What is needed: Rewrite all of the records below, changing every "drop a point" to "place a dot" and keeping everything else the same. Leave the pictures out.

┄┄┄┄┄┄┄┄┄┄

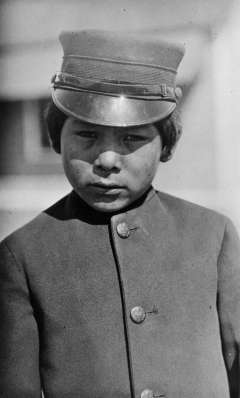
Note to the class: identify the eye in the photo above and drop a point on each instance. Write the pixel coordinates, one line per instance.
(90, 135)
(135, 138)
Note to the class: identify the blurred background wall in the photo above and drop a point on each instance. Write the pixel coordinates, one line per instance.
(206, 166)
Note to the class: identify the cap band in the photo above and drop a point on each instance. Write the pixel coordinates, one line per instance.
(138, 91)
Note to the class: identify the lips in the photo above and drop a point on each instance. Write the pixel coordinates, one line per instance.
(106, 187)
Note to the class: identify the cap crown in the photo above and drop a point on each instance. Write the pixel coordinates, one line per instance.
(120, 58)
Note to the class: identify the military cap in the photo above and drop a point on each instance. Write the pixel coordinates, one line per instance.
(116, 79)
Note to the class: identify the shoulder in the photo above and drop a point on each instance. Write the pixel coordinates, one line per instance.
(189, 209)
(192, 215)
(43, 227)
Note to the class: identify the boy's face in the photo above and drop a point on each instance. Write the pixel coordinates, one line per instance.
(109, 167)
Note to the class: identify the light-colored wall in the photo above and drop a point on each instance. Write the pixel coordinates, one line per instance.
(206, 166)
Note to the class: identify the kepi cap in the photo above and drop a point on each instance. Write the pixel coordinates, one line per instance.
(117, 79)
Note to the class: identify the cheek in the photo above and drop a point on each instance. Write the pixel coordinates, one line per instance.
(147, 161)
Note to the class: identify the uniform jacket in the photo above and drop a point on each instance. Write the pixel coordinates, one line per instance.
(71, 281)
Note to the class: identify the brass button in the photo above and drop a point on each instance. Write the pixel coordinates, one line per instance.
(137, 314)
(150, 394)
(123, 230)
(147, 393)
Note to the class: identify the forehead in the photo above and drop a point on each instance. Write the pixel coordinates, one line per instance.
(76, 124)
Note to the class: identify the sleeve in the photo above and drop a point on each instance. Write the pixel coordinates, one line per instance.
(19, 344)
(229, 305)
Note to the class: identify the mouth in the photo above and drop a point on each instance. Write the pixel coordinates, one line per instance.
(106, 187)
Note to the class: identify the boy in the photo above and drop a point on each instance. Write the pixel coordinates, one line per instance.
(118, 290)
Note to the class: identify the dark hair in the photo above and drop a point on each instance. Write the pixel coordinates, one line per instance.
(169, 129)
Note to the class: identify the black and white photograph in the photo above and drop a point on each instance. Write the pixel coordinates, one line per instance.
(119, 199)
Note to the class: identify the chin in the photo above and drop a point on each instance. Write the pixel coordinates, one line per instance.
(110, 206)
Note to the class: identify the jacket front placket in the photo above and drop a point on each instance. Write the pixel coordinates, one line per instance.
(137, 256)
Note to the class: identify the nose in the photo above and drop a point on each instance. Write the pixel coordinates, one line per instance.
(108, 160)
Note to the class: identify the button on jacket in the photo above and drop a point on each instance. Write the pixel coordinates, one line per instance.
(145, 303)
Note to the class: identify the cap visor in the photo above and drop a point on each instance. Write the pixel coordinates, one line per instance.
(111, 111)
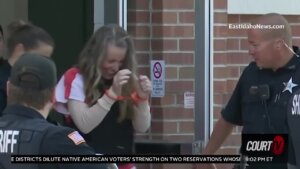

┄┄┄┄┄┄┄┄┄┄

Solution:
Note to the class: identify the eye in the photo above and place a dot on each instance. Write the pixel coordinates, one line per instance.
(90, 135)
(135, 138)
Note to the class: identify the blurred background wall in the photo above and place a dot on each instance. Write the pixel coordinates, one line per instance.
(206, 166)
Note to the class: identify the cap band in the photo above and place a dot on each instance. Write the pixel coordinates, one line per instance.
(138, 91)
Note to the class: identify the lips in the photo above and place a dot on each instance. Write the pixel coordinates, one line per instance.
(106, 187)
Note to the class: identify the cap crown in the photo above and place a dot on each instance. Write the pixel coordinates, one line per instance.
(120, 58)
Note to the class: identify the military cap in the photo above and place a dot on each instance. Write the pixel coordinates, one line per instance.
(116, 79)
Note to the class: identify the shoulder in the photo above and place a dot on each instance. Write the pixel coordinates, one line per instance.
(189, 209)
(192, 215)
(43, 227)
Note to the class: identify the boy's face in the photo above and place a dot on each instance. Write the pixel coordinates, one line per instance.
(109, 167)
Note to the class: identify the light-colored wall in the photo above and place a dot on each instance. Write the pixel coordinates, one line per instance.
(206, 166)
Note to the class: identify the kepi cap in the photo above and place a dot on each instance. Write the pixel coordinates, one line per instance.
(117, 79)
Note to the class: identify the cheek in the photo above and place a dot on each instance. Write the pixel coordinates, one line per instance.
(147, 161)
Note to the class: identify the uniform jacket in the photo above and place a dot on each instance. Write the pixel coordinates, one line per instance.
(71, 281)
Note to the class: identify the brass button in the photo above and place a dot on each instance. Write the pixel coordinates, one line per instance.
(137, 314)
(150, 394)
(123, 230)
(147, 393)
Note to the class: identify the forehead in the photo above and place a dot on each instance. Write the pixel coordinates, one line per instance.
(76, 124)
Note to the class: identify the sleeve in the photo above and place a dot on each instance. Write the pixel coordinates, one line per instance.
(19, 344)
(229, 305)
Note to the class: identify the mouth in the photo above and place a dot on each instance. Write the pixel coordinates, one line per instance.
(106, 187)
Note to the class: identify the boy in the photo above and place a dot on each instance. Write the pixel coordinates, one line per instance.
(118, 290)
Note to the class: identify the dark hair in the photo above and place a dot on each instance. Write the pixel coordinates, one line per instance.
(169, 129)
Note to the class: identify the black and white photograph in the photo above and place a dot on each instance. Write the pixel coordinates, one line per instance.
(119, 199)
Note to the class: identify the chin in the photo above and place a dot on each instance. Write the pixel coordinates, one line per instance.
(110, 206)
Note to the class: identify the jacket front placket in the photo above and place a dot on each instance. Write the pixel coordinates, one line per instance.
(137, 256)
Note to the class: identify the nose in the photo above and place a dot on each instance. Write the pixel coordinates, one line per instance.
(108, 160)
Note to the class: identify the button on jacket in the photo above and place a dot on each instance. Write the pixel coordinates, one line per instance.
(145, 303)
Note to the class: identify the cap visor in the photo above and place a dot on each instance. Write the pixel coordinates, one line per instance.
(111, 111)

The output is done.